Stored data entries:

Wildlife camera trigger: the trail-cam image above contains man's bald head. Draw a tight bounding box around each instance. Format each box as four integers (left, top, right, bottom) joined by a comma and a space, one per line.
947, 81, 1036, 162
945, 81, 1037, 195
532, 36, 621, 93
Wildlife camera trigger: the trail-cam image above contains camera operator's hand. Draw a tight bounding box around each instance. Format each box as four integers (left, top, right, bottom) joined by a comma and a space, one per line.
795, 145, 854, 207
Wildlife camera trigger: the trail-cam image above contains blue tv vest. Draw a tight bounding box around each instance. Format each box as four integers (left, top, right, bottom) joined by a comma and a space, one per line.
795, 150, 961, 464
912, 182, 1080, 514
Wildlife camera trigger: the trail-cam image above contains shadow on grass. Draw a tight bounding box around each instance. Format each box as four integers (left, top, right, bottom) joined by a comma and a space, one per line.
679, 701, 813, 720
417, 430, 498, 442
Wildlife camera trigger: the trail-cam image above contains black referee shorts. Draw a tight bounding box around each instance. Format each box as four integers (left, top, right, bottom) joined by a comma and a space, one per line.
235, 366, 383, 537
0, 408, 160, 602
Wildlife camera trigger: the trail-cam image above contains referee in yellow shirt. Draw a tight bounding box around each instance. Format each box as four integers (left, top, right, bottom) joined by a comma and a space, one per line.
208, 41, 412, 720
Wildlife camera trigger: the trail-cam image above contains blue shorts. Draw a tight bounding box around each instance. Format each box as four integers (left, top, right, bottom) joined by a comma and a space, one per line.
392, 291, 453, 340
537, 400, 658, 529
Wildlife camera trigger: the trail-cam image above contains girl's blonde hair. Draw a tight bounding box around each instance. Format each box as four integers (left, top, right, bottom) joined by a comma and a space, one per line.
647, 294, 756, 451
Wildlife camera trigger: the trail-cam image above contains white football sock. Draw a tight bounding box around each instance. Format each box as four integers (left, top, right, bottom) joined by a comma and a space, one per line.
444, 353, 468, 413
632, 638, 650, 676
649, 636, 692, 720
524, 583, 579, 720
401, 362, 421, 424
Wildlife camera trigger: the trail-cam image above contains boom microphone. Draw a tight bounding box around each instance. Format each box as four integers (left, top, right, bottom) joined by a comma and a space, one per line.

> _PROBLEM DESCRIPTION_
Could you copy exactly the line containing "above contains shadow" and each line after it through the end of the records, and nothing else?

> _RESPONSE AREA_
Wildlife camera trigger: the trail-cam image above contains shadow on grass. Draw a tight bounding box around each instance. Format each box as four integers (left, top, right, bottom) joined by a comma and a space, one per line.
679, 701, 813, 720
417, 430, 498, 442
Wildlife camera trigger: the trail-cam image above contains black referee shorts. Draw a tight bounding box around each instance. Format each box as four integers (left, top, right, bottom) joined by a comma and a space, one per line.
235, 366, 383, 537
0, 408, 160, 602
Wildlife camera trigger: the trail-cam image above contains referee in yellow shirt. Draw a tight bounding box around each instance. Format each box as four integers (left, top, right, bottom) joined by a comma and a space, one per line.
208, 41, 412, 720
Wildlife camera trigger: the trail-cam image above contains blue shorts. Draw a tight bounding box around each instance. Format each box as four integers (left, top, right, bottom) joined by a comma and a space, one per line.
392, 291, 453, 340
537, 400, 658, 529
Wildlife camera trigger: the trail-cam image above contains girl's blonde hair. Draw a tight bounding box around each instance. Format each box as four integers (left, top, right, bottom) joined by a comma and a space, one per line.
647, 294, 756, 451
Wildlife camera trigger: the trail-cam image above contains white football sock. Draw a tight bounding box around each instance. Format each box as four integers (left, top, right, bottom) joined by a comma and a space, one per line.
444, 353, 468, 413
632, 638, 650, 676
649, 636, 692, 720
524, 583, 579, 720
401, 362, 421, 424
Wildlife camera trigger: the trail-cam image above contains boom microphone. Draw a tight bounding box around each instance. Format each box as four integers (left, top, right, bottom) joined by a comma and a space, one per line.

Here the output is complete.